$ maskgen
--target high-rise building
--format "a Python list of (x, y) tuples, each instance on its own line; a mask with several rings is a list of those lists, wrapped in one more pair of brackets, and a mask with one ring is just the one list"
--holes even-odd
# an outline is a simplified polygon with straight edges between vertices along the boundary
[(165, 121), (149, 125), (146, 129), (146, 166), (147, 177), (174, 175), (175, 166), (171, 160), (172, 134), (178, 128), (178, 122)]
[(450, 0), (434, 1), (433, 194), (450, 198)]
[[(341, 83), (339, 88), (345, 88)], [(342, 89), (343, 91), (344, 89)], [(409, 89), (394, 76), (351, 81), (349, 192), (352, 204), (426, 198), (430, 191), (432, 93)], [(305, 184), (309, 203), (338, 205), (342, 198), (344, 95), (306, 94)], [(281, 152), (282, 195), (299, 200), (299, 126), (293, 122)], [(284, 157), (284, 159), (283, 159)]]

## What the exercise asks
Write out, without alteration, the line that contains "--holes even-odd" and all subsequent lines down to the end of the data above.

## Written answer
--holes even-odd
# an outline is a simplified polygon with straight edges between vertices along the boundary
[(165, 121), (149, 125), (146, 129), (146, 166), (147, 177), (174, 175), (175, 166), (171, 160), (172, 134), (178, 128), (178, 122)]
[(450, 0), (434, 1), (433, 194), (450, 198)]
[[(341, 83), (339, 88), (345, 88)], [(342, 89), (343, 91), (344, 89)], [(409, 89), (394, 76), (351, 81), (349, 192), (352, 204), (426, 198), (430, 191), (432, 93)], [(305, 184), (309, 203), (338, 205), (342, 198), (344, 95), (306, 94)], [(281, 152), (282, 195), (299, 200), (299, 126), (293, 122)], [(284, 157), (284, 159), (283, 159)]]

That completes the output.